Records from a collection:
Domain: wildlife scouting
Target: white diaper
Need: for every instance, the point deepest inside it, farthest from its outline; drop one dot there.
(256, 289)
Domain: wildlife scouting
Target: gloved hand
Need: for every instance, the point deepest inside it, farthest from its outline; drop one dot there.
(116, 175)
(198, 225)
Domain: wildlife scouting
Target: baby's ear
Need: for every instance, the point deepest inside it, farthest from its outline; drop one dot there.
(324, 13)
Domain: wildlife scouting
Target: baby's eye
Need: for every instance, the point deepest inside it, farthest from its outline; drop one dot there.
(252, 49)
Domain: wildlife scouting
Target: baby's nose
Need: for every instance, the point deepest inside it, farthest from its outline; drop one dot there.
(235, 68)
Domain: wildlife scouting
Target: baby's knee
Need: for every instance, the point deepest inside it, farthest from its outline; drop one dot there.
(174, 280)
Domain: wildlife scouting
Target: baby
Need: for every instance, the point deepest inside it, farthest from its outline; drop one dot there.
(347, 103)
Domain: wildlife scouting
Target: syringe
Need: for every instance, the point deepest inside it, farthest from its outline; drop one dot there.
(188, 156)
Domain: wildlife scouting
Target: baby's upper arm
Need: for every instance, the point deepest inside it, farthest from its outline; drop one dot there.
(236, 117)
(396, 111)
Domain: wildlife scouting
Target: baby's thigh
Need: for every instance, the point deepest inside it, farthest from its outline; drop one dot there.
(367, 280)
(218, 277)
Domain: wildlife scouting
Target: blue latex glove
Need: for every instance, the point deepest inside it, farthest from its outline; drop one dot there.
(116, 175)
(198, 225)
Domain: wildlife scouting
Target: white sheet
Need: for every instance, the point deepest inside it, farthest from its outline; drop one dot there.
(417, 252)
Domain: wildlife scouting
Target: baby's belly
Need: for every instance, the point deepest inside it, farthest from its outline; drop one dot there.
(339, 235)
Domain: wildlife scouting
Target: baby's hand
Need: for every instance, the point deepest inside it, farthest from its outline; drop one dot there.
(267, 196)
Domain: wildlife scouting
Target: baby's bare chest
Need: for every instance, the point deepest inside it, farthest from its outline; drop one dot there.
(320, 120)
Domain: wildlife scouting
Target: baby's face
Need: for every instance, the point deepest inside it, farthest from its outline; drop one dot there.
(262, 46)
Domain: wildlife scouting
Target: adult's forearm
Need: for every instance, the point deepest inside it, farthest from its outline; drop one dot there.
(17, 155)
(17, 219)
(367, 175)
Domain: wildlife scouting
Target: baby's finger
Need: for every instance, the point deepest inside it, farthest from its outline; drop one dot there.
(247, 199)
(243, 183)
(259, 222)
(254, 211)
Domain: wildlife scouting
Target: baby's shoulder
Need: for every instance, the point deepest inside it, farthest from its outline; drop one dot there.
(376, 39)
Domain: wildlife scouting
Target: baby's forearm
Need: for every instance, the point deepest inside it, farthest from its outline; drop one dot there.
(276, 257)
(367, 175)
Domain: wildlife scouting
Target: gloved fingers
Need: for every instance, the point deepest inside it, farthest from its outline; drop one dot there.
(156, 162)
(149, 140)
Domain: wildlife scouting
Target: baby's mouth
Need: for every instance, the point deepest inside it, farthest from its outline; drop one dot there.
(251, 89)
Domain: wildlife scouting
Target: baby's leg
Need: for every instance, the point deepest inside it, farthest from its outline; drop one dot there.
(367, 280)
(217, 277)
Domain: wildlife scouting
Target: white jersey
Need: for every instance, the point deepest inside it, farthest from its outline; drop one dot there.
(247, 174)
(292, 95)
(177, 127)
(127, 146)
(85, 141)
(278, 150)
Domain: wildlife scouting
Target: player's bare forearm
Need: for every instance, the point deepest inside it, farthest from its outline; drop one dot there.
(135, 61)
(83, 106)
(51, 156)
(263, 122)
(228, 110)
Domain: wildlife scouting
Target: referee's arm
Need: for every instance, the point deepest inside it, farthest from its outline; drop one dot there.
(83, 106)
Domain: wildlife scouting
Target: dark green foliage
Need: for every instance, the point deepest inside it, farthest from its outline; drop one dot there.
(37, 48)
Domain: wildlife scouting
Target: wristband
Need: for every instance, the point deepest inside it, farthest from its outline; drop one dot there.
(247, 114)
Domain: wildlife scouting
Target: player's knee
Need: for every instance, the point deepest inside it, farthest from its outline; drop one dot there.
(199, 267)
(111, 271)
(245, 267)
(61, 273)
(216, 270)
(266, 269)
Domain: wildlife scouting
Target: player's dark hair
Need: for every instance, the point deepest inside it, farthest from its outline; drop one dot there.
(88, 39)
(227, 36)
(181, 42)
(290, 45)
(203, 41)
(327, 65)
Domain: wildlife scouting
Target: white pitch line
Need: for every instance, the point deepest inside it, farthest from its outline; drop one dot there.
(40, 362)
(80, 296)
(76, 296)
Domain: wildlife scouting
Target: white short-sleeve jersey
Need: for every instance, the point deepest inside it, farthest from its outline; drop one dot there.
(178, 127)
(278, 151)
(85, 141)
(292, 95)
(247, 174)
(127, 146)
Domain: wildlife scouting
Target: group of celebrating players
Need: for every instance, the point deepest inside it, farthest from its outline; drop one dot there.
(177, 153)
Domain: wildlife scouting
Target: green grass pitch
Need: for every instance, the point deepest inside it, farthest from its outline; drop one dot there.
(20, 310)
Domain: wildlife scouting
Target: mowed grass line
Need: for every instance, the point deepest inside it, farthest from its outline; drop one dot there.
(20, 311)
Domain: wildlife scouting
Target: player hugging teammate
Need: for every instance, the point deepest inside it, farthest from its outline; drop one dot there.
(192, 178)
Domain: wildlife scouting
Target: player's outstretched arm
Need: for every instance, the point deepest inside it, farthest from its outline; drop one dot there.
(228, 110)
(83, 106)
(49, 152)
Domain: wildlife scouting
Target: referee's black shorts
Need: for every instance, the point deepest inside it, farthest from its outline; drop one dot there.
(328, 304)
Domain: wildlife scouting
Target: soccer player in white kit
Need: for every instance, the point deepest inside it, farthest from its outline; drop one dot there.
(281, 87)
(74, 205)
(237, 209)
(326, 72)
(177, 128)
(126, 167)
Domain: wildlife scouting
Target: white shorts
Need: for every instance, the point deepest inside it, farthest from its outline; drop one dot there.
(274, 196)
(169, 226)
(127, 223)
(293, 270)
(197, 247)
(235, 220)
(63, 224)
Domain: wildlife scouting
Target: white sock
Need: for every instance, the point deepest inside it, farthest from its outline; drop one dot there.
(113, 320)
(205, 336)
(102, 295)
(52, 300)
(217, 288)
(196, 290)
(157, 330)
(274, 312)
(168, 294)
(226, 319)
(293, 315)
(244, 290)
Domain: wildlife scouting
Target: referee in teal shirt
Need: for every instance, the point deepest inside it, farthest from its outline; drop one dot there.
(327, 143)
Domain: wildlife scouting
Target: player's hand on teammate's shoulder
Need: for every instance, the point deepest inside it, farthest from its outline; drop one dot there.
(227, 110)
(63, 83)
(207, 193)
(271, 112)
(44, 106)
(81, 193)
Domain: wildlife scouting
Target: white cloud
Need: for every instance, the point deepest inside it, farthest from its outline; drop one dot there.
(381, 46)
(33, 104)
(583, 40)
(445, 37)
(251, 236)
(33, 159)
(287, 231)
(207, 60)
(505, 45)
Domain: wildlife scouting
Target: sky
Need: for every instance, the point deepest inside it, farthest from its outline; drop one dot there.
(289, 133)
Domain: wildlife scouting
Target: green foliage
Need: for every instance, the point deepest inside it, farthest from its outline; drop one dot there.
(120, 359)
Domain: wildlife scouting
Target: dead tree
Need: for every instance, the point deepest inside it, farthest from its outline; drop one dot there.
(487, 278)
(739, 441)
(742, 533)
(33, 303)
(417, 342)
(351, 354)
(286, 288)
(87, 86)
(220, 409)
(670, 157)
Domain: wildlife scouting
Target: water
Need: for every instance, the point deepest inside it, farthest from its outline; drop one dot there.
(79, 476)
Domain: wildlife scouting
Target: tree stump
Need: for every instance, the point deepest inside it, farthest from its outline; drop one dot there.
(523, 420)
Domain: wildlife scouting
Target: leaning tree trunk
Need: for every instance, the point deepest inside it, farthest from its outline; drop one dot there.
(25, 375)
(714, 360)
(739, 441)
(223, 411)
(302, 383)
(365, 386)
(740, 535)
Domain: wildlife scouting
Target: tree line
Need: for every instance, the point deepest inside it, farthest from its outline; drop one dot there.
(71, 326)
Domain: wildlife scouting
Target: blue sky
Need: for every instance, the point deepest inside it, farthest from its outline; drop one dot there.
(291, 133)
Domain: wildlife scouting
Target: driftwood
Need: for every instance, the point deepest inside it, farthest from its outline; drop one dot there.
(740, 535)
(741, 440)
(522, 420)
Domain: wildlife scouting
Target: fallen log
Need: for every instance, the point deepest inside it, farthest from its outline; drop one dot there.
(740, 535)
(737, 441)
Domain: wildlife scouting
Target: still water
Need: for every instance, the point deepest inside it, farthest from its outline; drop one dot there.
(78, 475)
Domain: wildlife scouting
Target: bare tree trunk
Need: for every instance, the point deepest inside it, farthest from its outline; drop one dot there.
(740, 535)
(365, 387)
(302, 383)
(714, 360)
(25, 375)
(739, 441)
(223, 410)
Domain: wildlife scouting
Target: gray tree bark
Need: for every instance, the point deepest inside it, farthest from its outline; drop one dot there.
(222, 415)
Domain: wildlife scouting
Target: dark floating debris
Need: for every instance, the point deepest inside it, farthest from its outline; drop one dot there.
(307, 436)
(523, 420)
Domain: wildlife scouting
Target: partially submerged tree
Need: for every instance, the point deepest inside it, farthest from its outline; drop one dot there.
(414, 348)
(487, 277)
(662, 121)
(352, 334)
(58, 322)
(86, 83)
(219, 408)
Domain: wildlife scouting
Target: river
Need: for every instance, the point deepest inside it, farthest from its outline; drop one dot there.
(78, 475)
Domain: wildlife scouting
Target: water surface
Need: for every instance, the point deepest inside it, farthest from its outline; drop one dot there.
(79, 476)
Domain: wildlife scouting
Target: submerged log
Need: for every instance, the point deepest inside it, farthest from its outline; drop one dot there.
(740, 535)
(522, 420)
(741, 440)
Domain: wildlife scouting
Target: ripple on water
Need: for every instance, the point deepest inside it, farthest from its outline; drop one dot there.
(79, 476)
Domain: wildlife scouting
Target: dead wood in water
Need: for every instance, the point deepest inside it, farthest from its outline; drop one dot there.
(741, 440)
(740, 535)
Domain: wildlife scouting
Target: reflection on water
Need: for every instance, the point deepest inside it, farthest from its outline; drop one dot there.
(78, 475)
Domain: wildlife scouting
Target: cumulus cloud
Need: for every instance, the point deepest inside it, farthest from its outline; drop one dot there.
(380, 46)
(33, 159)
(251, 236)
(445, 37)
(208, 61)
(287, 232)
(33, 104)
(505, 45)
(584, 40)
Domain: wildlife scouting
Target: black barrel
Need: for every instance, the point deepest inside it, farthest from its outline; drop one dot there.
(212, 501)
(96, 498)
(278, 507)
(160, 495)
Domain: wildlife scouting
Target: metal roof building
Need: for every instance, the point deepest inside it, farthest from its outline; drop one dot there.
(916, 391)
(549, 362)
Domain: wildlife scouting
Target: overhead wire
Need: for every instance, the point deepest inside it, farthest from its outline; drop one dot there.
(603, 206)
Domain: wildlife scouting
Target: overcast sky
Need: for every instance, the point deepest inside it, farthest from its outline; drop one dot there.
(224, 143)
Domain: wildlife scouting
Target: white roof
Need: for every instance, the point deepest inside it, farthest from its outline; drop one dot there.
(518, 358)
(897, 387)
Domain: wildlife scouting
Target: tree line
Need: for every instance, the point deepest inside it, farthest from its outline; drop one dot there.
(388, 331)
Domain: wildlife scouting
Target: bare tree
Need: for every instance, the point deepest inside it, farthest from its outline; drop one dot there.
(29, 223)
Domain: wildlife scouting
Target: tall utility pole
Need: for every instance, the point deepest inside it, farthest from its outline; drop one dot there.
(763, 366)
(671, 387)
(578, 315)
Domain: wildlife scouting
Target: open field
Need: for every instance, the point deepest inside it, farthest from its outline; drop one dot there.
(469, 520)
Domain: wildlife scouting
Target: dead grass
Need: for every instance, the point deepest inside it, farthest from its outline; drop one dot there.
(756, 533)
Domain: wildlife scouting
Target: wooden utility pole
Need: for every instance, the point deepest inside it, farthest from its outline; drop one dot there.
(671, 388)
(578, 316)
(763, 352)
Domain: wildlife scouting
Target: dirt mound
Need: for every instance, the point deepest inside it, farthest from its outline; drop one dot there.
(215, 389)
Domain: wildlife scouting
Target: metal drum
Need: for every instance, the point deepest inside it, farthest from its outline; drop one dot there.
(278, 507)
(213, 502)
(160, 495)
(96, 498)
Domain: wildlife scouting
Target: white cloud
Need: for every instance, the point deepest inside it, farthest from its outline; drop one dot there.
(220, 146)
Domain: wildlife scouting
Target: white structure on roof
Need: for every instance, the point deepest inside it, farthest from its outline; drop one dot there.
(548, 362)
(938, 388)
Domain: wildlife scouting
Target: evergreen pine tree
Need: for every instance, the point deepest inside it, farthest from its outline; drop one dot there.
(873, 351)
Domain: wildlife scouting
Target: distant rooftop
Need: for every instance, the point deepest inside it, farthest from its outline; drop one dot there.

§ **EXERCISE DESCRIPTION**:
Beginning with the very first line of the records above, please retype each line through the one that has "Target: baby's ear", and add nothing.

§ **EXERCISE RESULT**:
Domain: wildlife scouting
Target: white diaper
Need: for every instance, the point deepest inside it, farthest from its outline; drop one dot there.
(256, 289)
Domain: wildlife scouting
Target: gloved hand
Need: for every instance, the point deepest inside it, farthest from its outline; drop one dot there.
(116, 175)
(198, 225)
Domain: wildlife scouting
Target: baby's ear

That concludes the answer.